WHAT THE TASK ASKS: Extend the passage on how lncRNAs changed over evolution, picking up after its final sentence.

SOURCE EXTRACT:
[Start of Attachment]

Our body’s proteins are largely the same as those of apes and monkeys, and the similarities extend even to the less human-like creatures: We share roughly 90 percent of our proteins with mice and 70 percent with fish.
But if proteins, and the genes that encode them, have changed relatively little in the course of evolution, other parts of the genome have undergone truly dramatic changes, and these help account for the enormous diversity that has evolved in the animal world.
Among the genetic elements that have undergone major changes are lncRNAs (long non-coding RNAs, pronounced link-RNAs), which play regulatory roles, determining which genes are turned on or off, and when.
“Proteins must fold up with great precision in order to perform their functions, and this limits their ability to evolve, whereas lncRNAs are more flexible and looser, so they can apparently undergo major changes without altering the roles they play in the cell,” said research leader Professor Igor Ulitsky of the Weizmann Institute of Science’s Biological Regulation Department.
Ulitsky and his team have developed a way of detecting similarities between lncRNAs of different species, even those separated by hundreds of millions of years of evolution. The research was recently published in Genome Biology.

[End of Attachment]

[Collected data]
[Start of Attachment]

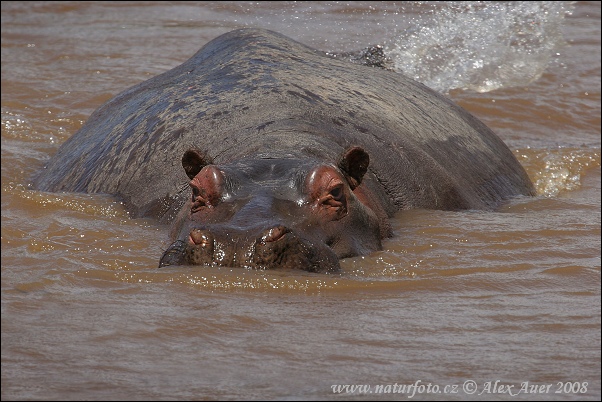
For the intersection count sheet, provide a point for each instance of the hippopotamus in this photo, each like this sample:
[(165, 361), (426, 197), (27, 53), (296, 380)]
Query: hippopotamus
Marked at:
[(261, 152)]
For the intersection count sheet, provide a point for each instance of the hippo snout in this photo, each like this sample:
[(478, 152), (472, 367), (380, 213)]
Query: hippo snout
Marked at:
[(277, 247)]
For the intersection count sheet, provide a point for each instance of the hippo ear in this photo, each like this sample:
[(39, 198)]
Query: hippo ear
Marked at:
[(193, 161), (354, 163)]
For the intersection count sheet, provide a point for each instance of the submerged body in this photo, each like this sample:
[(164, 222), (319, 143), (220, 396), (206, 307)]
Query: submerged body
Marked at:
[(262, 152)]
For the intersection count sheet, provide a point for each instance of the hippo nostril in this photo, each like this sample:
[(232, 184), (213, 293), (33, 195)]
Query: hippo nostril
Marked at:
[(201, 238), (274, 234)]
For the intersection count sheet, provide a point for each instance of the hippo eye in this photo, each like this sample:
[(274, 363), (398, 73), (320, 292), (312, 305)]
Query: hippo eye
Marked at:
[(337, 192)]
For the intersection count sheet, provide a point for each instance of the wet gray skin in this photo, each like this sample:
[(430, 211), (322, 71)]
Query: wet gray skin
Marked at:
[(272, 213), (294, 158)]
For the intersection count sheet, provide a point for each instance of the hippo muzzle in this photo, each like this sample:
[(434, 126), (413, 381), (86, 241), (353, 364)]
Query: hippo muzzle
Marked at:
[(276, 248), (273, 213)]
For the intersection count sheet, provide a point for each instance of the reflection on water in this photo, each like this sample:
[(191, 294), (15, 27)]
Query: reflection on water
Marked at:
[(511, 295)]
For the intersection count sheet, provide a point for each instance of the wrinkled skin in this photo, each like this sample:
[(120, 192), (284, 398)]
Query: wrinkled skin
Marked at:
[(264, 153), (274, 213)]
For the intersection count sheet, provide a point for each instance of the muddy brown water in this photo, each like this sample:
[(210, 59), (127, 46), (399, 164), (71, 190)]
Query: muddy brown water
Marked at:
[(459, 305)]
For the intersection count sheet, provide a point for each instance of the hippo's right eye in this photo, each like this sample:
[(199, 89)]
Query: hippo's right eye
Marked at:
[(337, 192), (207, 187)]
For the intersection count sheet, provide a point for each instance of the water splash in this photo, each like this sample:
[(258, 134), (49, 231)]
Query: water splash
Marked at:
[(480, 46)]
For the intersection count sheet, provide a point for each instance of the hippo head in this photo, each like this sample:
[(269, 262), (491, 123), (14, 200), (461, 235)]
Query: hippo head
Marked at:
[(274, 213)]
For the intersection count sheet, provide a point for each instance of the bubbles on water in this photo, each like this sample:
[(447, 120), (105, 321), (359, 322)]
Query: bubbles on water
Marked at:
[(480, 46), (554, 171)]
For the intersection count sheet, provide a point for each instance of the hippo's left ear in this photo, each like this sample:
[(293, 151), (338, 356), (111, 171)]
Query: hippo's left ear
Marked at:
[(193, 161), (354, 164)]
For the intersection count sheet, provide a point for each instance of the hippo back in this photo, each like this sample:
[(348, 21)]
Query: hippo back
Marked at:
[(256, 93)]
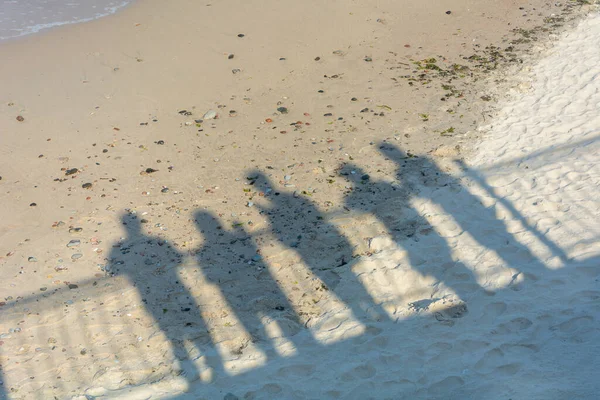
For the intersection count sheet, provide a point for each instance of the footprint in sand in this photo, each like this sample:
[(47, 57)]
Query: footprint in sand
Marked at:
[(577, 330), (365, 371), (512, 326), (293, 371)]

[End of Attachment]

REPLY TO THE EXERCISE:
Interestingly, many of these lncRNAs have preserved the same function over time. The Weizmann method can be used to identify the parts of a lncRNA molecule that are crucial to its function, including those that may serve as treatment targets in case of disease.
Precisely because they have changed so much over time, lncRNAs of humans and other species at first glance look as if they have nothing in common, certainly not when their continuous genetic sequences are compared. That means that finding parallels between lncRNAs of different species has until now been extremely difficult, in contrast to the ease with which one can correlate proteins of different species with one another.
Ulitsky and his team have developed an algorithm that identifies segments of a lncRNA that have been conserved in evolution, generally a sign that these segments are crucial to that molecule’s function. Among other things, this insight will contribute to the development of effective ways of manipulating the lncRNAs. For example, if a particular lncRNA is known to contribute to disease, identifying its most vital portions will make it easier to block its activity. Moreover, manipulating such vital portions can make it possible to determine which proteins, of the thousands present in the cell, are associated with a particular lncRNA.
The algorithm, called LncLOOM (for LncRNA Liner Order cOnserved Motifs), regards lncRNA as a weave of beads – important regions of the molecule – strung together on a chain, with less important regions in between. Each ‘bead’ is a short segment, consisting of no more than 15 genetic bases out of the thousands that make up the entire lncRNA.
To develop the algorithm, the scientists combined tools from computer science with biological data on lncRNAs in humans and 20 other species, including dogs, opossums, chickens, lizards, fish and sharks.
LncLOOM enabled the scientists to identify lncRNAs that perform the same functions in humans and other species. The closer the species were to one another, the more similar their lncRNAs: They contained the same beads, arranged in the same order.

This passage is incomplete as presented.